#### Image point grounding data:

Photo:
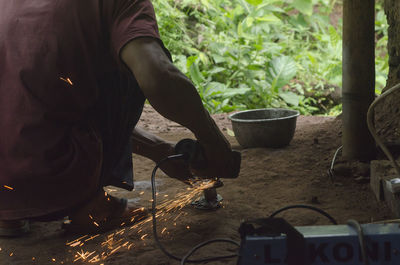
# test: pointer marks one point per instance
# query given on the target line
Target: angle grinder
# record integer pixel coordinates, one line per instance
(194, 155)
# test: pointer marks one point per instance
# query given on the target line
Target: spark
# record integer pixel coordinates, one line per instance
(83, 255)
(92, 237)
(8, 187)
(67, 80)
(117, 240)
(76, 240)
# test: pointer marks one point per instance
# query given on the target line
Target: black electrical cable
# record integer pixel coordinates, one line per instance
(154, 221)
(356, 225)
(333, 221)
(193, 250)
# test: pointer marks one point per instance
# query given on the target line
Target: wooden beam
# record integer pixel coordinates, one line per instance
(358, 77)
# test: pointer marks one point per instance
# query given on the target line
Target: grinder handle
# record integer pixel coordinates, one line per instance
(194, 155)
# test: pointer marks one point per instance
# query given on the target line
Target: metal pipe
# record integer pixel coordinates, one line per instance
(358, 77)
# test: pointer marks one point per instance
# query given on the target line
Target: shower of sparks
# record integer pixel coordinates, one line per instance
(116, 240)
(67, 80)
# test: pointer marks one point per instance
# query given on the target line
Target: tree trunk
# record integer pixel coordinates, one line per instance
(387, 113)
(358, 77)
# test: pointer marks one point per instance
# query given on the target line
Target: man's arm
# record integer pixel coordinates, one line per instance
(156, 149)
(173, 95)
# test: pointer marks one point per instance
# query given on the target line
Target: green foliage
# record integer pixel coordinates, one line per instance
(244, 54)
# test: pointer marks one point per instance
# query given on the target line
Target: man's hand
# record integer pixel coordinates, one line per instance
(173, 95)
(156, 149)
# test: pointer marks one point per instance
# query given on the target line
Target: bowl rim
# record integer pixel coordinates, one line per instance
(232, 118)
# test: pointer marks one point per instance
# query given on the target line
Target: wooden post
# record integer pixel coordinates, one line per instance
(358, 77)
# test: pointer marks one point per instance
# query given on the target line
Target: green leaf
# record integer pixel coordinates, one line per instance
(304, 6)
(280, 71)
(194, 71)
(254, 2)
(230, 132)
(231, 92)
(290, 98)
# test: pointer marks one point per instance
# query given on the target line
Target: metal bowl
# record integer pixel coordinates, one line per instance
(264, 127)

#### WHAT IS BEING ASKED:
Reproduce exactly the lines from the one containing "Target: metal bowl" through the last line of the records, both included, and nothing else.

#### SOLUTION TO THIS TASK:
Target: metal bowl
# record integer pixel coordinates, one line per instance
(264, 127)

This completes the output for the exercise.